Instruction:
In the entries below, find the line containing "Find the pink". Copy it and all lines after it, exactly, through the end.

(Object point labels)
::::::::
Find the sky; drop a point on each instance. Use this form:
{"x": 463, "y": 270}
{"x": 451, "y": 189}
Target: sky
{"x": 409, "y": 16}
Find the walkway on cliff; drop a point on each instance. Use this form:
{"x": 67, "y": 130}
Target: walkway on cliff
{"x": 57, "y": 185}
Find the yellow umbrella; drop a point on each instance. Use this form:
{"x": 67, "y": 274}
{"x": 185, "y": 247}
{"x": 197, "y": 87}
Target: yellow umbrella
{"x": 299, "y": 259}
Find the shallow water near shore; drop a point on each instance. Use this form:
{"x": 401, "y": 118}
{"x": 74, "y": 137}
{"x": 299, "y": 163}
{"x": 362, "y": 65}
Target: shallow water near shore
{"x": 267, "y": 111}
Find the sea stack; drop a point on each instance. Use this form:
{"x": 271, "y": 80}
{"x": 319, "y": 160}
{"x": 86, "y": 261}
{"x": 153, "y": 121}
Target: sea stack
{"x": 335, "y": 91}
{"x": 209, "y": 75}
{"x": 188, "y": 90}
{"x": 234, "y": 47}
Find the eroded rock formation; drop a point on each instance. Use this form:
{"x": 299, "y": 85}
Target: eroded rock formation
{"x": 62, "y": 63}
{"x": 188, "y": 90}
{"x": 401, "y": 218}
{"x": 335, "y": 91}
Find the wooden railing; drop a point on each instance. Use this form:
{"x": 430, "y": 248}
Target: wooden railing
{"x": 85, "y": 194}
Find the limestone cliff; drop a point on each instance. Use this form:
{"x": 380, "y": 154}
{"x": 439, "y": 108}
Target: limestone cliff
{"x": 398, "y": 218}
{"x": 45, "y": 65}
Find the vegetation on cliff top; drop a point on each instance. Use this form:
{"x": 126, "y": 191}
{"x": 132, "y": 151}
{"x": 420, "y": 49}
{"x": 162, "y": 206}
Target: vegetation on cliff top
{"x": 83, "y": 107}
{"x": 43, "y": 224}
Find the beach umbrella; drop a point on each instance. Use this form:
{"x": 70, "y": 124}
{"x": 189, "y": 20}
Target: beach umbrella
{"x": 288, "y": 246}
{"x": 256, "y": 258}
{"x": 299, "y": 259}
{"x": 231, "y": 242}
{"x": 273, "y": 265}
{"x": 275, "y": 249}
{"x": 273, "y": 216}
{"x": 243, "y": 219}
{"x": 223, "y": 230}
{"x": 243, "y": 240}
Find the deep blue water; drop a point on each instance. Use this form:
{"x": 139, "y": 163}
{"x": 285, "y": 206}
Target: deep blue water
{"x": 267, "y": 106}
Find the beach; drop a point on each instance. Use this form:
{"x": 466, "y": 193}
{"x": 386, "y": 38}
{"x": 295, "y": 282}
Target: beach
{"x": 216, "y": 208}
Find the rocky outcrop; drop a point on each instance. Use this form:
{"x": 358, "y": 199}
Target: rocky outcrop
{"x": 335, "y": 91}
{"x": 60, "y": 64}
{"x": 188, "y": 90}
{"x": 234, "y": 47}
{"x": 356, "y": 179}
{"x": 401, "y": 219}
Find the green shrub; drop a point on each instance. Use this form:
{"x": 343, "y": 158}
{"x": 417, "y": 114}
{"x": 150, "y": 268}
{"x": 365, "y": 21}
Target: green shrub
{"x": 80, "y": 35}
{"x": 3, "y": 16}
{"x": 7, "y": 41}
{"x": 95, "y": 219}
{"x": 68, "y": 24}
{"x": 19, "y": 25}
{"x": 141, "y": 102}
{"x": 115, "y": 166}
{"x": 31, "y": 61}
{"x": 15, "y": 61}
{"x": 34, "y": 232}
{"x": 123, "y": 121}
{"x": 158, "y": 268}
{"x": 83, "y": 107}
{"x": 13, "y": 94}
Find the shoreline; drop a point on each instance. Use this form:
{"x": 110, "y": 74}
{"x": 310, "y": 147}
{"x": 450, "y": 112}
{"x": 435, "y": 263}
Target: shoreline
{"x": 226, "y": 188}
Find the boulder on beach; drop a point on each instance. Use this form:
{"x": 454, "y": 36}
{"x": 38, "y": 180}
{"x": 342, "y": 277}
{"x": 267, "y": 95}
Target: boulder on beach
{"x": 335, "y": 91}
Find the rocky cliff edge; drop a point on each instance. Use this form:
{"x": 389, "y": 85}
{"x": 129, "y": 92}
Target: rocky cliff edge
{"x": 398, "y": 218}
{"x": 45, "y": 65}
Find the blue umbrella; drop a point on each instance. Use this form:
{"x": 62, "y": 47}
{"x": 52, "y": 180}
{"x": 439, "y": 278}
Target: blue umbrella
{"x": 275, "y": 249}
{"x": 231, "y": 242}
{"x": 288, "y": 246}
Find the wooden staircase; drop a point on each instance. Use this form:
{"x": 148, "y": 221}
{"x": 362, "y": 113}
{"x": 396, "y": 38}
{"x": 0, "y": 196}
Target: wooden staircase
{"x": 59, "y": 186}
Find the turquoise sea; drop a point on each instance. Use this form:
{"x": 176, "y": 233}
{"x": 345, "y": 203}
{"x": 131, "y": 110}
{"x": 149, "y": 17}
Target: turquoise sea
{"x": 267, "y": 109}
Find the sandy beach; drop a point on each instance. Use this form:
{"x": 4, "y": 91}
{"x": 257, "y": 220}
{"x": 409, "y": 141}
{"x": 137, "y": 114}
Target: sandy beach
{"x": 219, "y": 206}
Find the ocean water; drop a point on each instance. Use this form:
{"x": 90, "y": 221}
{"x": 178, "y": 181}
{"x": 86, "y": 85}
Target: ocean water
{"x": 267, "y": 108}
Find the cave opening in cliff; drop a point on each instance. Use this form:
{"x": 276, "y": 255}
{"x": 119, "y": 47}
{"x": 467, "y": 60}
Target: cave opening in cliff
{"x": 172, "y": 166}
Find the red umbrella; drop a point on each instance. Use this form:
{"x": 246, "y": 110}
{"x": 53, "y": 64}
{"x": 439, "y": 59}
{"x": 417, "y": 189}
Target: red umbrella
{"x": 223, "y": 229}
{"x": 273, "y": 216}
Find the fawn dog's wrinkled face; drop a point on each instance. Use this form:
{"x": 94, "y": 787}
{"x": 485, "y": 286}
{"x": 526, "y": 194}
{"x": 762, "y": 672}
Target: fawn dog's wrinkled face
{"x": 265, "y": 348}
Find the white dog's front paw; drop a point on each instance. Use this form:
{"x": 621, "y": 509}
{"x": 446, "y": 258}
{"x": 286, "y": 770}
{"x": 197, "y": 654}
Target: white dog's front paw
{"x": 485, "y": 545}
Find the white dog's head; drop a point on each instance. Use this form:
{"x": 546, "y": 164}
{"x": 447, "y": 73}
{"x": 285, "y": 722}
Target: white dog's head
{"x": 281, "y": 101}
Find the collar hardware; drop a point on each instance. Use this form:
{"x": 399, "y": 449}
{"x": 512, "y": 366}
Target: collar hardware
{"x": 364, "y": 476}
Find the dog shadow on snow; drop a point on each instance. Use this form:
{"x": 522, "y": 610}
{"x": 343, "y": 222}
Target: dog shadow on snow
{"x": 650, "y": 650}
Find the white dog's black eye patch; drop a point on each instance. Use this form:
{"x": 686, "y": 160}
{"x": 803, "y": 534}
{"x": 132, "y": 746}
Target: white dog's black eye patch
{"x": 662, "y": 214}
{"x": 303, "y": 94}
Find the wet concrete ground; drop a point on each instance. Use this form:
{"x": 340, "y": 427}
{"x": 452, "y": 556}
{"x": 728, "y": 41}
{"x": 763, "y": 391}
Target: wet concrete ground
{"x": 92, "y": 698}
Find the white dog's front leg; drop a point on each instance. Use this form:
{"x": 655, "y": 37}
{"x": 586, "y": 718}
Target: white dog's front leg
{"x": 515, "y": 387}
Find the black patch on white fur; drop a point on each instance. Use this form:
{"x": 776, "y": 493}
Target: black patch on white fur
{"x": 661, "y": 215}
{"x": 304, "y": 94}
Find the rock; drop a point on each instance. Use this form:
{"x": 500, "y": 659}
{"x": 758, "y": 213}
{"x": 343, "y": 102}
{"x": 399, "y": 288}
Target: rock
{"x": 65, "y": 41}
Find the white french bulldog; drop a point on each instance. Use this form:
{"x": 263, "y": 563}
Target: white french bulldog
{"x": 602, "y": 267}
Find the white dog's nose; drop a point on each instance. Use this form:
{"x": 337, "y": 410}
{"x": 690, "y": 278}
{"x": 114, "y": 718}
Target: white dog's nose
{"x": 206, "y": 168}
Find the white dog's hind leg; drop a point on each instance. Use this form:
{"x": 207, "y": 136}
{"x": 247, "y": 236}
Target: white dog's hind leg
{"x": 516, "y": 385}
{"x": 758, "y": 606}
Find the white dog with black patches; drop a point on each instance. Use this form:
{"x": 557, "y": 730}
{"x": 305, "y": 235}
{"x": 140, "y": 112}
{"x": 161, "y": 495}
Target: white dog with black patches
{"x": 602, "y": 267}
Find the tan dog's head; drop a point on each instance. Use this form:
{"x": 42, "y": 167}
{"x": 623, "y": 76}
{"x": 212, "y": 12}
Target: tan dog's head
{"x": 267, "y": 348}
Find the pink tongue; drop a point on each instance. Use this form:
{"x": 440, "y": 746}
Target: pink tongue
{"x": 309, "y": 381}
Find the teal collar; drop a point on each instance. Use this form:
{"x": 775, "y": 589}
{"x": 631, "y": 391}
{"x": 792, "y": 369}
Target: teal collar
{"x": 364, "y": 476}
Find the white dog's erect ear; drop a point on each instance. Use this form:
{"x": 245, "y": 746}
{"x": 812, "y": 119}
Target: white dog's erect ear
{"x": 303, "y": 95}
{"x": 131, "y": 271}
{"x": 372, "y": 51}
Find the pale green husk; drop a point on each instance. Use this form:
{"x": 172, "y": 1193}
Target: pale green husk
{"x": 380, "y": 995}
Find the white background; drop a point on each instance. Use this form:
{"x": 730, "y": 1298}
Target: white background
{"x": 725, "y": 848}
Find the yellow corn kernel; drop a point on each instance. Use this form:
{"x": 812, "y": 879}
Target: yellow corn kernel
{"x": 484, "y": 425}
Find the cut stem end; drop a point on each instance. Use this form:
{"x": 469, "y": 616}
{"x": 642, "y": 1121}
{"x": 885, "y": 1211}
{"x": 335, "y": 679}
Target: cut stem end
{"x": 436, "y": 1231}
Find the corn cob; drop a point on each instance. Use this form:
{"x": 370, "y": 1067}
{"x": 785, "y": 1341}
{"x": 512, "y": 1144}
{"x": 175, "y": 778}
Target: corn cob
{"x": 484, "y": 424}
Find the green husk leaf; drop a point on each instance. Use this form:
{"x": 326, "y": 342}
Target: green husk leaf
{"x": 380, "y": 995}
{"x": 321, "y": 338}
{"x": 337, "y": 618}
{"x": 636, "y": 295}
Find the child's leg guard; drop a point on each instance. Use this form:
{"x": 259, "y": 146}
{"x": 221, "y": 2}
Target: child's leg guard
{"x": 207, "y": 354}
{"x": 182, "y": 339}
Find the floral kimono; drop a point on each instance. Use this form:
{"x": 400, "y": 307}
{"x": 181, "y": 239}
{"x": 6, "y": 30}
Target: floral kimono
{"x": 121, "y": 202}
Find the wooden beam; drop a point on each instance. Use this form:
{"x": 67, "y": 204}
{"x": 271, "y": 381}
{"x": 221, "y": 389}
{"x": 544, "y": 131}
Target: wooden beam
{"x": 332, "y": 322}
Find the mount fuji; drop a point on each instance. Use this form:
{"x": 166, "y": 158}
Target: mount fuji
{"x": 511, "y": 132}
::::::::
Answer to the exercise:
Find the pink tongue; drop a point on each instance. Use this form:
{"x": 440, "y": 746}
Target: pink tongue
{"x": 309, "y": 381}
Find the teal collar; drop a point on each instance. Use this form:
{"x": 775, "y": 589}
{"x": 631, "y": 391}
{"x": 792, "y": 369}
Target: teal collar
{"x": 364, "y": 476}
Find the white dog's erect ear; drop a point on each instance. Use this form:
{"x": 245, "y": 746}
{"x": 812, "y": 119}
Target: white dog's erect ear
{"x": 303, "y": 95}
{"x": 131, "y": 271}
{"x": 372, "y": 51}
Find the pale green husk; drop a point on each instance. Use this form:
{"x": 172, "y": 1193}
Target: pale green husk
{"x": 380, "y": 995}
Find the white background; drop a point on each instance. Use this form:
{"x": 730, "y": 1298}
Target: white background
{"x": 725, "y": 848}
Find the yellow corn kernel; drop a point on each instance. Use this form:
{"x": 812, "y": 879}
Target: yellow corn kernel
{"x": 484, "y": 425}
Find the cut stem end; drop a point on each instance. Use this form:
{"x": 469, "y": 616}
{"x": 642, "y": 1121}
{"x": 885, "y": 1211}
{"x": 335, "y": 679}
Target: cut stem end
{"x": 436, "y": 1231}
Find the corn cob; drop a point on each instance. Use this form:
{"x": 370, "y": 1067}
{"x": 785, "y": 1341}
{"x": 512, "y": 1144}
{"x": 175, "y": 778}
Target: corn cob
{"x": 484, "y": 424}
Find the green husk leaf; drop a point on each instance. Use this form:
{"x": 326, "y": 342}
Target: green husk leaf
{"x": 380, "y": 995}
{"x": 321, "y": 338}
{"x": 337, "y": 618}
{"x": 636, "y": 295}
Find the child's leg guard; drop a point on each instance. Use this form:
{"x": 259, "y": 146}
{"x": 221, "y": 2}
Target: child's leg guard
{"x": 207, "y": 354}
{"x": 182, "y": 339}
Find the floral kimono; drop a point on each instance. Use this form:
{"x": 400, "y": 307}
{"x": 181, "y": 239}
{"x": 6, "y": 30}
Target: floral kimono
{"x": 121, "y": 202}
Find the wooden beam; drop a point on each instance. Use this form:
{"x": 67, "y": 204}
{"x": 271, "y": 381}
{"x": 221, "y": 389}
{"x": 544, "y": 131}
Target: wooden beam
{"x": 332, "y": 322}
Find the mount fuji; drop a point on each instance. Use this form:
{"x": 166, "y": 158}
Target: mount fuji
{"x": 511, "y": 132}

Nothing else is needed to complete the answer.